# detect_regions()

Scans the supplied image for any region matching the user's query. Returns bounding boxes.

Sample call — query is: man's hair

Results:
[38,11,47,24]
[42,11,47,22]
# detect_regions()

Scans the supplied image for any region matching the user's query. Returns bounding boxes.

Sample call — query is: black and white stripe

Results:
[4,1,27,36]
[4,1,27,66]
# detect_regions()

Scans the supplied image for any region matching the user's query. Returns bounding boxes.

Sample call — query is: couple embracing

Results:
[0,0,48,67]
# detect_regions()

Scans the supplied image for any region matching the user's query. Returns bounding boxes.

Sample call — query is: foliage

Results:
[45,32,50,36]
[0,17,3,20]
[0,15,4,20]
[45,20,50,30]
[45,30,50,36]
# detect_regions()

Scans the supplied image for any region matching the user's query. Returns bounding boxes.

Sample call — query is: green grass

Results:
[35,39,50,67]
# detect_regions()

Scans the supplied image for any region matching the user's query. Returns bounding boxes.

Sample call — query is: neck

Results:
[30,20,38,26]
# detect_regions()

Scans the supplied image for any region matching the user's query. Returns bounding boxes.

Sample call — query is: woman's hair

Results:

★ ★ ★ ★ ★ ★ ★

PROBLEM STATEMENT: How many lines of these records include the word "Sample"? Only the number should be written.

RESULT: 7